Excerpts from a dataset:
+ + + +
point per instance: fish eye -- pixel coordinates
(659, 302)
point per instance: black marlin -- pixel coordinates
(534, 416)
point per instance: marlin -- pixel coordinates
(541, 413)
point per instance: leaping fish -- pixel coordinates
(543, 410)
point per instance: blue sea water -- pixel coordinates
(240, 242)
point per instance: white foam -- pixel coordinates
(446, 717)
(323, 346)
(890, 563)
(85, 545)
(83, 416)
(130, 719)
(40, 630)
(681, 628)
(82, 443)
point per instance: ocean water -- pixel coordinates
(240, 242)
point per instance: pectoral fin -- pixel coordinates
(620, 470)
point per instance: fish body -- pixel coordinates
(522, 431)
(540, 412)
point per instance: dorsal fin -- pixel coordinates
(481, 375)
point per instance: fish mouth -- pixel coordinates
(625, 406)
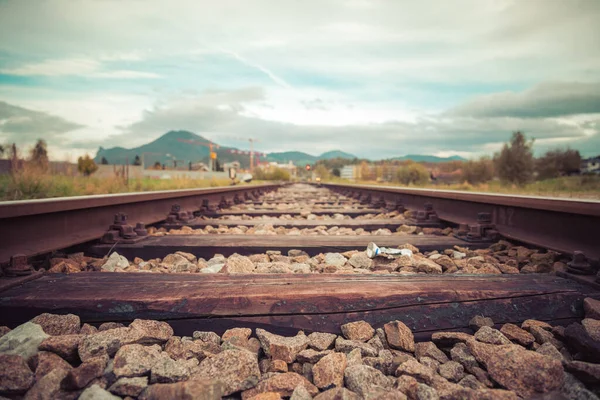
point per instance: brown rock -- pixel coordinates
(48, 387)
(359, 330)
(579, 341)
(107, 342)
(266, 396)
(4, 330)
(329, 371)
(278, 366)
(47, 362)
(543, 336)
(461, 354)
(399, 336)
(517, 369)
(452, 371)
(78, 378)
(518, 335)
(197, 389)
(54, 324)
(586, 372)
(135, 360)
(591, 307)
(321, 340)
(592, 328)
(361, 379)
(479, 321)
(528, 323)
(129, 386)
(335, 394)
(87, 329)
(489, 335)
(15, 375)
(237, 264)
(346, 346)
(312, 356)
(549, 350)
(151, 331)
(243, 333)
(449, 339)
(284, 384)
(429, 349)
(418, 371)
(65, 346)
(167, 370)
(110, 325)
(407, 385)
(280, 347)
(207, 337)
(237, 369)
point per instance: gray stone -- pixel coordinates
(95, 392)
(335, 259)
(15, 375)
(167, 370)
(479, 321)
(237, 369)
(361, 379)
(489, 335)
(429, 349)
(129, 386)
(452, 371)
(23, 340)
(55, 325)
(280, 347)
(346, 346)
(360, 260)
(114, 262)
+ + + +
▶ Instructions for the task
Beginning with the line containing "point per instance: fish body" and ending with the last line of the data, output those lines exactly and nothing more. Omit every picture.

▶ Output for this exercise
point per instance: fish body -- pixel coordinates
(522, 431)
(540, 412)
point per instance: dorsal fin -- pixel coordinates
(481, 375)
point per instance: fish mouth -- pixel coordinates
(625, 406)
point per instance: brown rock -- pixel coordinates
(48, 387)
(359, 330)
(579, 341)
(107, 342)
(266, 396)
(4, 330)
(329, 371)
(278, 366)
(47, 362)
(543, 336)
(461, 354)
(399, 336)
(517, 369)
(452, 371)
(78, 378)
(518, 335)
(197, 389)
(54, 324)
(586, 372)
(135, 360)
(591, 307)
(321, 340)
(592, 328)
(361, 379)
(479, 321)
(528, 323)
(129, 386)
(335, 394)
(87, 329)
(489, 335)
(15, 375)
(237, 264)
(346, 346)
(312, 356)
(549, 350)
(151, 331)
(243, 333)
(449, 339)
(284, 384)
(429, 349)
(418, 371)
(65, 346)
(167, 370)
(110, 325)
(407, 385)
(280, 347)
(207, 337)
(237, 369)
point per instance: gray stone -- pixel coordinates
(95, 392)
(335, 259)
(15, 375)
(167, 370)
(479, 321)
(237, 369)
(361, 379)
(489, 335)
(429, 349)
(129, 386)
(452, 371)
(23, 340)
(55, 325)
(280, 347)
(346, 346)
(360, 260)
(114, 262)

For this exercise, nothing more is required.